TRECHOS DE DADOS:
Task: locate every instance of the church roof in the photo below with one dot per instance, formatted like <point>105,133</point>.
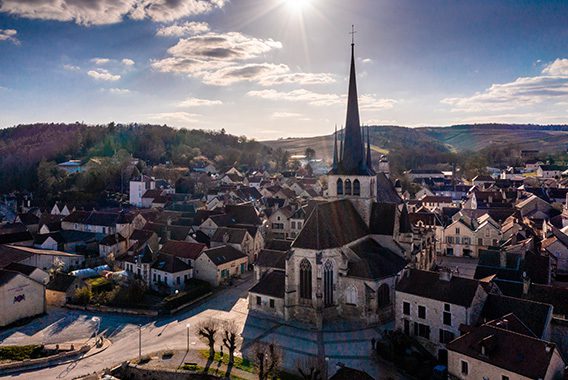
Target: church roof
<point>330,225</point>
<point>376,261</point>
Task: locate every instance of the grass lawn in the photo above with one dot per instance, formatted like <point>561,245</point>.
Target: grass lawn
<point>244,365</point>
<point>19,353</point>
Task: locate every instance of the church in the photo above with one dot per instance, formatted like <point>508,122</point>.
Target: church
<point>346,260</point>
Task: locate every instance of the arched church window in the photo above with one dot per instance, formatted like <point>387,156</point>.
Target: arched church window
<point>347,187</point>
<point>328,283</point>
<point>305,279</point>
<point>383,295</point>
<point>339,186</point>
<point>351,295</point>
<point>356,187</point>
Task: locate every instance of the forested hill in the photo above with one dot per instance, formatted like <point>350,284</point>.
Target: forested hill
<point>23,147</point>
<point>491,144</point>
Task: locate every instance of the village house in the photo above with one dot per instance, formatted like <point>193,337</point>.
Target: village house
<point>503,349</point>
<point>62,288</point>
<point>218,265</point>
<point>432,306</point>
<point>466,235</point>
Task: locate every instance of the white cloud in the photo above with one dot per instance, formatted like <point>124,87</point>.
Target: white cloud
<point>367,102</point>
<point>101,12</point>
<point>9,35</point>
<point>100,61</point>
<point>550,86</point>
<point>104,75</point>
<point>127,62</point>
<point>173,117</point>
<point>181,30</point>
<point>118,91</point>
<point>196,102</point>
<point>71,67</point>
<point>224,59</point>
<point>285,115</point>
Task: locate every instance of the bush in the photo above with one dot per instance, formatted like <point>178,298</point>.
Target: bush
<point>194,289</point>
<point>20,353</point>
<point>83,295</point>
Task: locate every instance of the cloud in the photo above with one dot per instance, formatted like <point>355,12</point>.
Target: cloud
<point>367,102</point>
<point>104,75</point>
<point>9,35</point>
<point>173,117</point>
<point>223,59</point>
<point>127,62</point>
<point>181,30</point>
<point>71,67</point>
<point>196,102</point>
<point>285,115</point>
<point>100,61</point>
<point>118,91</point>
<point>101,12</point>
<point>551,86</point>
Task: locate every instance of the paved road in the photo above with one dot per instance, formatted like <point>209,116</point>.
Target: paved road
<point>349,347</point>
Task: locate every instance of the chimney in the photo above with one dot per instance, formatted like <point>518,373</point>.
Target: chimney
<point>502,258</point>
<point>526,284</point>
<point>446,275</point>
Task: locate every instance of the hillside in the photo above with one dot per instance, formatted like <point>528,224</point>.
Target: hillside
<point>457,139</point>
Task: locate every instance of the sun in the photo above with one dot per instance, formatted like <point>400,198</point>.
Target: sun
<point>297,5</point>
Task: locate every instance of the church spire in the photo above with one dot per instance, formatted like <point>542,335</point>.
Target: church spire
<point>353,153</point>
<point>335,160</point>
<point>369,160</point>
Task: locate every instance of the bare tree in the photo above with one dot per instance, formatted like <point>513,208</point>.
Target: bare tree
<point>268,359</point>
<point>310,368</point>
<point>231,339</point>
<point>208,330</point>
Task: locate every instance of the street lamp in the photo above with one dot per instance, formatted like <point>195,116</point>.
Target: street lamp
<point>97,320</point>
<point>187,326</point>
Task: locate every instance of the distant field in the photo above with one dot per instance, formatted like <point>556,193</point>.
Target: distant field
<point>385,139</point>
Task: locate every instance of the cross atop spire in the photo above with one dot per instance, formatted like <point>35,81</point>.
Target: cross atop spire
<point>352,35</point>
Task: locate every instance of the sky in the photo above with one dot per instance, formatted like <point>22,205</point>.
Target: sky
<point>278,68</point>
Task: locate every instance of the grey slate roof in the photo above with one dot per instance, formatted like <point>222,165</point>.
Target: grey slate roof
<point>272,285</point>
<point>330,225</point>
<point>376,261</point>
<point>458,291</point>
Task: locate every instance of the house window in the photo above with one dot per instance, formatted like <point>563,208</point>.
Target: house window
<point>339,187</point>
<point>446,336</point>
<point>465,367</point>
<point>356,187</point>
<point>383,296</point>
<point>347,187</point>
<point>422,330</point>
<point>447,318</point>
<point>422,312</point>
<point>406,308</point>
<point>305,279</point>
<point>351,295</point>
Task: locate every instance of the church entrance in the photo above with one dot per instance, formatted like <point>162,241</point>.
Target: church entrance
<point>328,283</point>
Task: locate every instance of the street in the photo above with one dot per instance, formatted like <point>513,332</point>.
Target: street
<point>164,333</point>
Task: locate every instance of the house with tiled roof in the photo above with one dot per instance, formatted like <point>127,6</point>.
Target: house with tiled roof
<point>219,265</point>
<point>499,351</point>
<point>432,306</point>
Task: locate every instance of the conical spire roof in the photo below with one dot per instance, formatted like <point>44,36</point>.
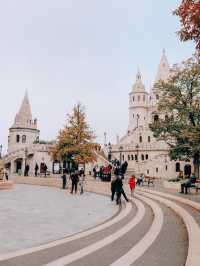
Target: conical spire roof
<point>24,116</point>
<point>163,69</point>
<point>138,86</point>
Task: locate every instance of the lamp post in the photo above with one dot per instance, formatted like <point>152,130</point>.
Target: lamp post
<point>1,147</point>
<point>137,150</point>
<point>120,154</point>
<point>109,152</point>
<point>138,116</point>
<point>26,154</point>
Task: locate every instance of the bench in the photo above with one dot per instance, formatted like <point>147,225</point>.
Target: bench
<point>148,180</point>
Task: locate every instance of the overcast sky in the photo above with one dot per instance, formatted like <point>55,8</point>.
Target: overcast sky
<point>65,51</point>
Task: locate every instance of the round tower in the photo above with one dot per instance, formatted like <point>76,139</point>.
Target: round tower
<point>138,104</point>
<point>24,131</point>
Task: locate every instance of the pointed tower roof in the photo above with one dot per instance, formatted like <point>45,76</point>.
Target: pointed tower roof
<point>138,86</point>
<point>24,116</point>
<point>163,68</point>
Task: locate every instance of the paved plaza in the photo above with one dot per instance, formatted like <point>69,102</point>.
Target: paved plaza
<point>33,215</point>
<point>158,227</point>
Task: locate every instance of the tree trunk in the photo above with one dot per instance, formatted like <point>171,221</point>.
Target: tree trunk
<point>196,165</point>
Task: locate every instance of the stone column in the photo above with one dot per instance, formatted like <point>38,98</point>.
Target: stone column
<point>12,168</point>
<point>23,166</point>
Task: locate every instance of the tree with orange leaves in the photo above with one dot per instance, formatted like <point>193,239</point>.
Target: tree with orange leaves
<point>189,13</point>
<point>75,142</point>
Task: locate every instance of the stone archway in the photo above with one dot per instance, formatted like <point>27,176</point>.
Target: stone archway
<point>18,165</point>
<point>187,170</point>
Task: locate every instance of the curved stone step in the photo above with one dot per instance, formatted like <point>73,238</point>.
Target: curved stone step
<point>193,228</point>
<point>104,242</point>
<point>125,212</point>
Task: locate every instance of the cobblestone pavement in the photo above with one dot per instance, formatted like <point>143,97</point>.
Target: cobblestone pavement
<point>32,215</point>
<point>170,247</point>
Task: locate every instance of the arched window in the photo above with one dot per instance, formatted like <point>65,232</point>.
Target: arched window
<point>24,139</point>
<point>156,170</point>
<point>18,138</point>
<point>156,118</point>
<point>178,167</point>
<point>187,170</point>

INSTRUÇÕES DO EXERCÍCIO:
Reproduza todos os itens acima, trocando "one dot per instance" por "a single dot for each instance" e mantendo o restante idêntico. Deixe as imagens de fora da resposta.

RESPOSTA ESCRITA:
Task: locate every instance of the church roof in the photo below with a single dot for each instance, formatted like <point>105,133</point>.
Target: church roof
<point>330,225</point>
<point>376,261</point>
Task: locate every instance of the grass lawn in the photo above with a single dot for each instance, formatted like <point>561,245</point>.
Target: grass lawn
<point>244,365</point>
<point>19,353</point>
Task: locate every instance of the church in the photo above with a single dot for each instance, formatted like <point>508,122</point>.
Target: church
<point>346,260</point>
Task: locate every instance of the arched church window in the photo above with a single dot for each instance, formatted like <point>387,156</point>.
Target: arched church window
<point>347,187</point>
<point>328,283</point>
<point>305,279</point>
<point>383,295</point>
<point>339,186</point>
<point>351,295</point>
<point>356,187</point>
Task: locate every instance of the forested hill in the photo above with a single dot for each instance, formatted like <point>350,284</point>.
Target: forested hill
<point>23,147</point>
<point>491,144</point>
Task: locate every instance of the village house in the photo above with a single dot for each instance, formatted like <point>193,337</point>.
Target: village house
<point>503,349</point>
<point>62,288</point>
<point>218,265</point>
<point>432,306</point>
<point>466,235</point>
Task: locate every instance of the white cloud in the photo above with a single dot for each instance, formatted like <point>124,87</point>.
Target: white cloud
<point>367,102</point>
<point>101,12</point>
<point>9,35</point>
<point>100,61</point>
<point>550,86</point>
<point>104,75</point>
<point>127,62</point>
<point>173,117</point>
<point>181,30</point>
<point>118,91</point>
<point>196,102</point>
<point>71,67</point>
<point>224,59</point>
<point>285,115</point>
Task: locate every instance of the bush in the photo above with a single dot for each instance, formatted like <point>178,298</point>.
Target: bush
<point>194,289</point>
<point>20,353</point>
<point>83,295</point>
Task: locate every instance of the cloud in the photo above with a single dot for each instance, formatted like <point>355,12</point>.
Target: cloud
<point>367,102</point>
<point>104,75</point>
<point>9,35</point>
<point>173,117</point>
<point>223,59</point>
<point>127,62</point>
<point>181,30</point>
<point>71,67</point>
<point>196,102</point>
<point>285,115</point>
<point>100,61</point>
<point>118,91</point>
<point>101,12</point>
<point>551,86</point>
Task: locate every instance of the paved road in the photo above with a single dot for each instance, formatted like <point>209,116</point>.
Target: paved road
<point>349,347</point>
Task: locate every instance of the chimney in the photo above with a single dot for each instance, formatted like <point>518,373</point>.
Target: chimney
<point>502,258</point>
<point>526,284</point>
<point>446,275</point>
Task: locate every instance of the hillside in the photo above with a single dot for each instance, formatted like <point>528,224</point>.
Target: hillside
<point>457,139</point>
Task: locate every instance of the sun in the photo above with a single dot for each instance, formatted like <point>400,198</point>.
Target: sun
<point>297,5</point>
Task: locate every instance of the church spire in the photo above with a single dot for each instance, formatted like <point>542,335</point>.
Target: church spire
<point>353,153</point>
<point>335,160</point>
<point>369,160</point>
Task: locate every instance of the bare tree in the photo above with a single dot for each instance, formatted like <point>513,208</point>.
Target: bare tree
<point>268,359</point>
<point>310,368</point>
<point>231,339</point>
<point>208,330</point>
Task: locate every instance of the street lamp in the photo above with a single dot for each instance, formatted like <point>195,116</point>.
Target: street lamp
<point>97,320</point>
<point>187,326</point>
Task: locate every instance of the distant field in the photo above with a single dot for each instance, formatted like <point>556,193</point>.
Target: distant field
<point>385,139</point>
Task: locate every instance of the cross atop spire in the photo above with a single dot for each instance, formatted like <point>35,81</point>.
Target: cross atop spire
<point>352,35</point>
Task: locate every instance of the sky in the photo above with a single dot for each instance, formatted like <point>22,205</point>.
Target: sky
<point>278,68</point>
Task: locate every instance of the grey slate roof in the photo above with a single dot for each instance, formatted like <point>222,165</point>.
Target: grey slate roof
<point>272,285</point>
<point>330,225</point>
<point>376,261</point>
<point>458,291</point>
Task: locate every instance of the house window in the photo above with a single dot for each instance, formatted like <point>563,208</point>.
Target: house window
<point>339,187</point>
<point>446,336</point>
<point>465,367</point>
<point>356,187</point>
<point>383,296</point>
<point>347,187</point>
<point>422,330</point>
<point>447,318</point>
<point>422,312</point>
<point>406,308</point>
<point>305,279</point>
<point>351,295</point>
Task: locate every instance of the church entrance in the photo above with a single dot for each instance, formatted like <point>162,241</point>.
Target: church entrance
<point>328,283</point>
Task: locate every instance of the street in the photo above with a single dot for each instance, formatted like <point>513,332</point>.
Target: street
<point>164,333</point>
Task: locate every instance of the house with tiled roof in the photo above with a single dot for each instance, formatted like <point>127,6</point>.
Target: house with tiled roof
<point>219,265</point>
<point>499,351</point>
<point>432,306</point>
Task: locate every instance of the conical spire roof in the photo below with a single dot for each instance, formatted like <point>44,36</point>.
Target: conical spire roof
<point>24,116</point>
<point>163,69</point>
<point>138,86</point>
Task: locate every instance of the lamp post in the photo above with a single dot for each instance, formatted like <point>152,130</point>.
Target: lamp post
<point>1,147</point>
<point>137,150</point>
<point>120,154</point>
<point>109,152</point>
<point>138,116</point>
<point>26,154</point>
Task: locate every instance of the bench in the photo above with a single dot for each instance, formatted like <point>147,225</point>.
Target: bench
<point>148,180</point>
Task: locate every instance of the overcast sky in the photo above with a single dot for each instance, formatted like <point>55,8</point>.
Target: overcast sky
<point>65,51</point>
Task: locate every instance of the round tower in the photo above with a single dot for each instance, formatted like <point>76,139</point>.
Target: round tower
<point>138,104</point>
<point>24,131</point>
Task: locate every instance of the pointed tower roof in the photo above with a single dot for each instance, formatted like <point>45,76</point>.
Target: pointed tower roof
<point>138,86</point>
<point>24,116</point>
<point>163,68</point>
Task: locate every instance of the paved plaza in the photo above with a single dot for each instance, formatted like <point>69,102</point>.
Target: paved plaza
<point>33,215</point>
<point>158,227</point>
Task: locate every instance of the tree trunk in the photo above with a single dot for each instance, formatted like <point>171,221</point>.
Target: tree trunk
<point>196,165</point>
Task: locate every instance of the stone column in the photo above with a single dot for each instance, formatted like <point>38,98</point>.
Target: stone column
<point>12,168</point>
<point>23,166</point>
Task: locate every instance of the tree with orange leaves in the photo above with a single dot for each instance, formatted like <point>193,239</point>.
Target: tree with orange leaves
<point>189,13</point>
<point>75,142</point>
Task: locate every instance of the stone archway in the photo above with a single dot for each instance, formatted like <point>27,176</point>.
Target: stone archway
<point>18,165</point>
<point>187,170</point>
Task: locate every instance of the curved stone step in the photo above with a single dot for each instance, formatted like <point>73,238</point>.
Target: curved stone step
<point>193,228</point>
<point>104,242</point>
<point>125,212</point>
Task: locate every instance of the cobblestone pavement in the photo above with a single dot for each instance, formatted like <point>143,97</point>.
Target: cobblestone pavement
<point>32,215</point>
<point>170,247</point>
Task: locate every instance of the arched window in the photo above with a single dot for each instance, formatted like <point>65,232</point>.
Target: arched window
<point>24,139</point>
<point>156,170</point>
<point>18,138</point>
<point>156,118</point>
<point>178,167</point>
<point>187,170</point>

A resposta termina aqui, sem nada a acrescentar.